Task details | At the line containing "box: [2, 89, 87, 128]", begin retyping, and continue word for word until the records below run out.

The data |
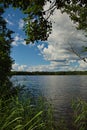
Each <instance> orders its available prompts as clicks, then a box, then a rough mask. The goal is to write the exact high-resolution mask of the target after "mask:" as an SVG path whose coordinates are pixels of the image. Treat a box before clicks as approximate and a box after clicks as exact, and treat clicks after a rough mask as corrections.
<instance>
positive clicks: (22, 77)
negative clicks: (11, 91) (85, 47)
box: [12, 75, 87, 117]
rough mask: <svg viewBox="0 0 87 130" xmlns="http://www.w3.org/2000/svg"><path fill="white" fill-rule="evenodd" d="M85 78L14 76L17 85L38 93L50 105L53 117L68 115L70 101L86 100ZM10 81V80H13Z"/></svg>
mask: <svg viewBox="0 0 87 130" xmlns="http://www.w3.org/2000/svg"><path fill="white" fill-rule="evenodd" d="M86 78H87V77H86V76H76V75H75V76H14V77H13V79H17V81H18V83H20V84H22V85H26V86H27V87H28V88H29V89H30V90H31V91H32V93H34V94H36V95H39V94H40V93H41V94H42V95H43V96H44V97H45V98H46V99H47V100H48V101H50V102H51V103H52V105H53V107H54V112H55V116H57V117H58V114H59V113H62V114H63V115H64V114H66V113H69V111H70V110H69V109H70V105H71V100H72V99H76V98H77V97H81V98H82V99H85V100H87V97H86V95H87V79H86ZM13 79H12V80H13Z"/></svg>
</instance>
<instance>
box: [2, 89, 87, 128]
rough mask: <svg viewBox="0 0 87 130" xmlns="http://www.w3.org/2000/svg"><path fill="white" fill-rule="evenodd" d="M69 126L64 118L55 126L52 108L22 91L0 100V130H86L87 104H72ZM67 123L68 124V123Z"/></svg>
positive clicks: (43, 98) (39, 98) (46, 103)
mask: <svg viewBox="0 0 87 130" xmlns="http://www.w3.org/2000/svg"><path fill="white" fill-rule="evenodd" d="M69 122H71V124H70V125H71V126H70V127H68V124H67V122H66V120H65V119H64V118H62V119H60V120H59V121H58V122H57V123H56V124H55V122H54V119H53V109H52V106H51V105H50V104H49V103H48V102H47V101H46V100H45V99H44V98H43V97H38V98H34V97H33V96H32V95H31V94H29V92H28V95H27V94H26V91H23V92H22V93H20V94H19V96H14V97H12V96H10V98H9V99H5V100H3V99H2V98H0V130H87V103H86V102H85V101H82V100H80V99H78V100H77V101H73V102H72V120H70V121H69ZM69 122H68V123H69Z"/></svg>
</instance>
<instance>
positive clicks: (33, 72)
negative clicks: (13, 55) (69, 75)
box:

Finished task |
box: [2, 89, 87, 128]
rough mask: <svg viewBox="0 0 87 130" xmlns="http://www.w3.org/2000/svg"><path fill="white" fill-rule="evenodd" d="M69 126L64 118L55 126L52 108L22 91L0 100V130H86L87 104H72ZM67 123L68 124V123Z"/></svg>
positive clicks: (43, 98) (39, 98) (46, 103)
mask: <svg viewBox="0 0 87 130" xmlns="http://www.w3.org/2000/svg"><path fill="white" fill-rule="evenodd" d="M69 122H71V124H70V125H71V126H70V127H68V124H67V122H66V120H65V119H64V118H62V119H60V120H59V121H58V122H57V123H56V124H55V122H54V119H53V109H52V106H51V105H50V104H49V103H48V102H47V101H46V100H45V99H44V98H43V97H38V98H34V97H33V96H32V95H31V94H29V92H28V95H27V94H26V91H23V92H22V93H20V94H19V96H14V97H12V96H10V98H9V99H5V100H3V99H2V98H0V130H87V103H86V102H85V101H82V100H80V99H78V100H77V101H73V102H72V120H70V121H69ZM69 122H68V123H69Z"/></svg>
</instance>
<instance>
positive clicks: (33, 72)
negative clicks: (13, 55) (69, 75)
box:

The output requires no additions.